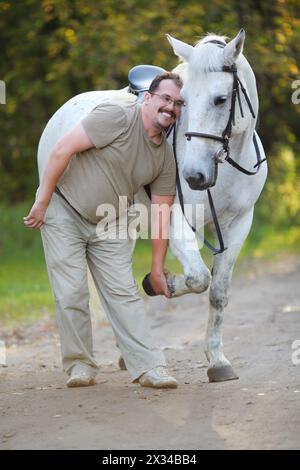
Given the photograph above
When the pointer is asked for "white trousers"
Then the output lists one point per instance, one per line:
(70, 244)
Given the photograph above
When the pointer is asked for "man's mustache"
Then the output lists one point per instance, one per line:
(163, 110)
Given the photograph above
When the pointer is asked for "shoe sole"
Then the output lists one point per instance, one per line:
(77, 382)
(169, 384)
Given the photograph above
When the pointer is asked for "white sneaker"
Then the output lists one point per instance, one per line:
(82, 376)
(158, 378)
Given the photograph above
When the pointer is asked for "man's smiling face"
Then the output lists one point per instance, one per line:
(161, 113)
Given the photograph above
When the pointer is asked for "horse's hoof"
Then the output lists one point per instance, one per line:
(122, 364)
(221, 374)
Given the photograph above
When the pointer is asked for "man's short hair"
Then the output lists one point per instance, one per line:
(165, 76)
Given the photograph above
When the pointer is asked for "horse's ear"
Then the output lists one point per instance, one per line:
(234, 48)
(180, 48)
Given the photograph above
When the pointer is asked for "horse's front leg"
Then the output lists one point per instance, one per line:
(183, 244)
(220, 368)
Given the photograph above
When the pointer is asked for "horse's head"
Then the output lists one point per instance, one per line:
(209, 81)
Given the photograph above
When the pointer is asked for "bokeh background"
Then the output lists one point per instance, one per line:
(52, 50)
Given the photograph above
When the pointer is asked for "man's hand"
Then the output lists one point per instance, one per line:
(35, 218)
(159, 284)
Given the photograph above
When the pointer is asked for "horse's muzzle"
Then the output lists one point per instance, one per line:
(199, 182)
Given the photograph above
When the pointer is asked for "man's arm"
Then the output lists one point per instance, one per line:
(73, 142)
(160, 241)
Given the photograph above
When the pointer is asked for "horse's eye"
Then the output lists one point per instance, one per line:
(220, 99)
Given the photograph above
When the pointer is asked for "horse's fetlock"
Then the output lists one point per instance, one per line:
(218, 297)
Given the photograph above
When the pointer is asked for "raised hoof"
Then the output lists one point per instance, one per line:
(221, 374)
(122, 364)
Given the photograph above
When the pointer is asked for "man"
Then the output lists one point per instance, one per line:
(115, 150)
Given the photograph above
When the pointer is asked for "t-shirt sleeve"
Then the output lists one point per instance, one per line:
(165, 183)
(105, 124)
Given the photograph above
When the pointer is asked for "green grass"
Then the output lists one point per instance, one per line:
(24, 287)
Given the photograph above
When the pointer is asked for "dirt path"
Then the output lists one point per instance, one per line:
(260, 410)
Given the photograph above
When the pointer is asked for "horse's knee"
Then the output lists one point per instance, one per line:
(198, 282)
(218, 296)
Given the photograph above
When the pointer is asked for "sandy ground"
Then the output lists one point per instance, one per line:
(260, 410)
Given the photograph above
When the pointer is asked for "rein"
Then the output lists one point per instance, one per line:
(224, 139)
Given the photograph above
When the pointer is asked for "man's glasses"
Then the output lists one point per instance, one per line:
(168, 100)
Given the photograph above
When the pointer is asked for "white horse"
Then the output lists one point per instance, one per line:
(211, 70)
(207, 91)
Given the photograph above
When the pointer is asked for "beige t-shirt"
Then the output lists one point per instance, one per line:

§ §

GOAL: Exclude all images and restate the records above word for word.

IN RESPONSE:
Given the photograph above
When the pointer is asked for "white trousers"
Then the output lists one point per instance, one per line:
(70, 244)
Given the photograph above
When the pointer is asked for "man's mustache"
Then the output lists one point per instance, one per line:
(163, 110)
Given the photograph above
When the pointer is asked for "shoe sole"
Then the output lists one point per instance, one per line:
(77, 382)
(169, 384)
Given the photograph above
When the pointer is asked for "white sneaker"
Then the output lists one point per instance, one per line:
(82, 376)
(158, 378)
Given the photograph above
When the pointer is asked for "man's smiling face"
Then the output lists one point per instance, one per line:
(161, 113)
Given the photograph above
When the pointer is asked for "horse's hoof"
Then the output lists one point per instance, one per line:
(122, 364)
(221, 374)
Given the photograph above
When the pointer is asked for "man's short hair"
Then the output lists one point per instance, one per line:
(165, 76)
Given the photograph above
When the pointer is asked for "horse's ear"
Then the output lists one point per instance, one per line:
(234, 48)
(180, 48)
Given the photograph above
When the pointer is asked for "horse's front leg"
Then the output lists one point per instance, one per line:
(183, 244)
(220, 368)
Given the photograph above
When the pointer is asked for "horse's head"
Then the output lists one point per instance, one per line:
(209, 81)
Given the photograph above
When the pointer is asked for "bokeh background"
Then the output lists one point per instance, one per line:
(52, 50)
Given the photograph above
When the pointer is asked for "man's hand"
Then the output lists one point per instance, one per line:
(35, 218)
(159, 284)
Given the photograph above
When the pointer is asked for "horse's muzzle"
Then the output lists one point per instance, one per line:
(199, 182)
Given the photograph above
When the pointer is asked for "man's arm"
Then the output lists one point per instance, one per line:
(73, 142)
(160, 241)
Given the photograph above
When the pointer is asked for "horse's eye"
Then the output lists one point per instance, one per line:
(220, 99)
Given the photograph above
When the pointer is asked for "horse's fetlock"
Then the output lists one point per instance, one per line:
(218, 297)
Given the photograph above
When the pointer is asked for "raised hoof"
Then the output lists one point per instance, one per line:
(221, 374)
(122, 364)
Given the photograph above
When the pointer is asked for "man"
Then the output lists one point per instance, one per line:
(115, 150)
Given the photograph above
When the pointer is asked for "t-shirt sleeve"
Then the output lists one point per instance, one per line:
(165, 183)
(105, 124)
Given the photograph above
When the pointer is asked for "green grass"
Then the output lists one point per instance, one per line:
(24, 287)
Given the photograph above
When the pointer is asked for "dirt path"
Then the output lists one point per instance, one per line:
(260, 410)
Given the photograph above
When the pointer is asked for "horse's knee"
Then the output lists one point per instance, one per line:
(198, 282)
(218, 296)
Given the photograph above
When the pointer is asked for "sandy ground"
Then the output lists one point per instance, one per line:
(260, 410)
Given the photograph above
When the pointer is asked for "rein"
Then the output lists one point per instance, one per line:
(224, 139)
Given the photograph above
When the pointer is asked for "man's glasses"
Then the output lists one point per instance, one per line:
(168, 100)
Given the photograph above
When the pointer is asked for "white horse"
Then the output lists one point per instance, one per line:
(211, 70)
(207, 91)
Given the photograph above
When the pointer is asked for "beige t-shirt"
Then the output lists one point per instance, one per line:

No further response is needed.